## 原文

───

天天看点

用python将小册子打印扫描的A3幅面双页乱码的PDF文件转换A4幅面顺码的PDF文件

程序功能: 用python将小册子打印扫描的A3幅面双页乱码的PDF文件转换A4幅面顺码的PDF文件

        问题:A3幅面的双面打印的在中间用骑马钉装订成小册子, 拆开中间装订的订书钉由复印机一次性扫描成PDF文件。

        阅读不方便:页码错乱,A3幅面,左右两页。

        本程序将扫描的A3幅面的PDF文件转换成理顺页码单面的A4幅面的PDF文件。

编程思路: PDF文件==>页面png(图片文件)(用到:pdf2image,poppler中的 pdftommp.exe )

               ==>图片文件A3大小切分成2个A4幅面的图片文件 (用到:PIL中的Image)

               ==>图片文件组成PDF文件(用到:img2pdf中的img2pdf.convert(pngList)

import os,sys
import img2pdf
'''
程序功能: 用python将小册子打印扫描的A3幅面双页乱码的PDF文件转换A4幅面顺码的PDF文件
        问题:A3幅面的双面打印的在中间用骑马钉装订成小册子, 拆开中间装订的订书钉由复印机一次性扫描成PDF文件。
        阅读不方便:页码错乱,A3幅面,左右两页。
        本程序将扫描的A3幅面的PDF文件转换成理顺页码单面的A4幅面的PDF文件。
编程思路: PDF文件==>页面png(图片文件)(用到:pdf2image,oppler中的 pdftommp.exe )
               ==>图片文件A3大小切分成2个A4幅面的图片文件 (用到:PIL中的Image)
               ==>图片文件组成PDF文件(用到:img2pdf中的img2pdf.convert(pngList)

附注:实测中使用png格式的形成的A4幅面的PDF较小。

重要事项:
(1) 程序安装在d:盘(或e:)的d:\leader
(2) 解压poppler-0.68.0_x86后得到的bin目录下的文件安装到 d:\leader\bin;
    并将d:\leader\bin加入到windows的path变量中。(下面的批处理文件已经解决这个问题)
(3) 批处理文件可以如下:
    rem main.cmd
    path d:\leader\bin;%path%
    d:
    cd \leader
    python main.prg %1

(4) 运行时,可以: main d:\A3pdf目录
    也可以: 直接main运行。不添加命令行参数使用缺省A3PDF目录为: d:\leader\pdf
    使用时只需将要转换的A3pdf文件copy到 d:\leader\pdf之下即可。
    转换完成的文件在 d:\leader\pdf\A4子目录下。
    中间转换时产生的图片文件在 d:\leader\pdf\PNG 子目录下。这些图片文件可以删除。

版本 0.1
    版本 01,使用全局变量,各个函数均在一个文件中。

程序使用了几个库:
pip install pillow
pip install PyPdf3
pip install pdf2image
pip install img2pdf

程序还使用了 poppler-0.68.0_x86
pdf2image是包装器,poppler是转换过程真正需要的。


编程 叶照清 [email protected]
日期 2021.01.25

=============
Poppler for Windows
I have been using the Poppler library for some time, over a series of various projects. It’s an open source set of libraries and command line tools, very useful for dealing with PDF files. Poppler is targeted primarily for the Linux environment, but the developers have included Windows support as well in the source code. Getting the executables (exe) and/or dlls for the latest version however is very difficult on Windows. So after years of pain, I jumped on oDesk and contracted Ilya Kitaev, to both compile with Microsoft Visual Studio, and also prepare automated tools for easy compiling in the future. Update: MSVC isn’t very well supported, these days the download is based off MinGW.

───

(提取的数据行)

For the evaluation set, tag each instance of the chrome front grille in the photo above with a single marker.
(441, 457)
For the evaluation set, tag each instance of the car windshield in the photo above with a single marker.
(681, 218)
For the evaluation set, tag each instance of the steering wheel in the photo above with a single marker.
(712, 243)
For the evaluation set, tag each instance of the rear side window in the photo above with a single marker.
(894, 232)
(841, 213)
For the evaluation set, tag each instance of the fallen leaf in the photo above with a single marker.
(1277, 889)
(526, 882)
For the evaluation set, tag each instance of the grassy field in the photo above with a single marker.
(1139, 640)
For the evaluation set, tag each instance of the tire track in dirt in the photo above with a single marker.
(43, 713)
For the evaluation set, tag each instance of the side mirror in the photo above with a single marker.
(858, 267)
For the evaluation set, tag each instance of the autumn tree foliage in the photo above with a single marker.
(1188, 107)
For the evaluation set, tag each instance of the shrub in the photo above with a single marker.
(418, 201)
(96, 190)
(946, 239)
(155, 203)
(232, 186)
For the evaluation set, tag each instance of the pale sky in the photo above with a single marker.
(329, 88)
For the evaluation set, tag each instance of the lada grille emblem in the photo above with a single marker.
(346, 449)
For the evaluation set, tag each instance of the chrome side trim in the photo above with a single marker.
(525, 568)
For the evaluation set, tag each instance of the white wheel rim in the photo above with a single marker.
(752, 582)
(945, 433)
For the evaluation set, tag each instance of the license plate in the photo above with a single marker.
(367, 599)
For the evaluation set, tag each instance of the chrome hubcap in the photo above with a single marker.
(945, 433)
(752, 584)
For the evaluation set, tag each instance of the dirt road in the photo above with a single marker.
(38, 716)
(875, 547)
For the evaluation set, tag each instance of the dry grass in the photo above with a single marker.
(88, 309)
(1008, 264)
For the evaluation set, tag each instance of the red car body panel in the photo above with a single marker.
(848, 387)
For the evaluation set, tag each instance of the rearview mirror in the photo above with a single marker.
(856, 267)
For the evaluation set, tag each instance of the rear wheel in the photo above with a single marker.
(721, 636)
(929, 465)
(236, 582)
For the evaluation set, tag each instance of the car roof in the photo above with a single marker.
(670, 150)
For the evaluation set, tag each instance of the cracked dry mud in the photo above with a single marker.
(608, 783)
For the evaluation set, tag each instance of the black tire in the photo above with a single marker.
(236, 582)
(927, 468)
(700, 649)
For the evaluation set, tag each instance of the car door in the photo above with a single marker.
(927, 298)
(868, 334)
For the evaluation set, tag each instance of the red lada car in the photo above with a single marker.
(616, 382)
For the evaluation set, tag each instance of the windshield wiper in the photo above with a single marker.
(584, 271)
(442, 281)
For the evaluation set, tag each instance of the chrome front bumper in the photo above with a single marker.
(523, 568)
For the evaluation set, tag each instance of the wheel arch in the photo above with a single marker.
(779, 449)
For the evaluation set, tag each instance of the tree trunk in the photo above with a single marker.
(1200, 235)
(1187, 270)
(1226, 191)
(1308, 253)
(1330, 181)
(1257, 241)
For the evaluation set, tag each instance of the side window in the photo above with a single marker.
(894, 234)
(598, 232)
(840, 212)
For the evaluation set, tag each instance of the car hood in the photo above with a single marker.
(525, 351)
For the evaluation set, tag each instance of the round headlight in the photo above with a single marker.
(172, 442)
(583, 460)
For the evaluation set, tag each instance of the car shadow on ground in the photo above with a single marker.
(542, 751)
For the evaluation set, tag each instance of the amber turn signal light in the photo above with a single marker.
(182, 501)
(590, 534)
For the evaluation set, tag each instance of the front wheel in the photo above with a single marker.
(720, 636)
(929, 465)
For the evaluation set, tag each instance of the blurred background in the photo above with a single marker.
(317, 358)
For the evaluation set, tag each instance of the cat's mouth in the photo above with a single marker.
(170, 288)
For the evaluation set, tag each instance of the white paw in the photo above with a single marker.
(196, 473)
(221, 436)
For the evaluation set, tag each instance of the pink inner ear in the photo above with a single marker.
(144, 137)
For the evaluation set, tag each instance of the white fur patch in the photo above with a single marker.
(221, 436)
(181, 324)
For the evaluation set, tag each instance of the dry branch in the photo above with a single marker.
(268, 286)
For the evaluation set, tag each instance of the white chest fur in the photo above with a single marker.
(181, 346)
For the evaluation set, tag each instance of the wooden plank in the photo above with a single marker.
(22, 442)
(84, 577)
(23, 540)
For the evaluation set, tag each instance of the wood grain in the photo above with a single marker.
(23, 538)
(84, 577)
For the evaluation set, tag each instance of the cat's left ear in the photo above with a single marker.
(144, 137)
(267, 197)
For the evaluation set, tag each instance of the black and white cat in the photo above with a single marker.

───

## 问题陈述 1
把原文中从“程序功能: 用python将”到“PDF文件==>页面png(图片文件)(用到:pdf2image,poppler中的 pdftommp.exe )”的这段文字重新写出，并将其中的“骑马钉”改称为“骑缝钉”。
## 问题陈述 2
请列出原文中通过 pip install 安装的全部库。

## 作答结果 1
程序功能: 用python将小册子打印扫描的A3幅面双页乱码的PDF文件转换A4幅面顺码的PDF文件

        问题:A3幅面的双面打印的在中间用骑缝钉装订成小册子, 拆开中间装订的订书钉由复印机一次性扫描成PDF文件。

        阅读不方便:页码错乱,A3幅面,左右两页。

        本程序将扫描的A3幅面的PDF文件转换成理顺页码单面的A4幅面的PDF文件。

编程思路: PDF文件==>页面png(图片文件)(用到:pdf2image,poppler中的 pdftommp.exe )

## 作答结果 2
pillow、PyPdf3、pdf2image、img2pdf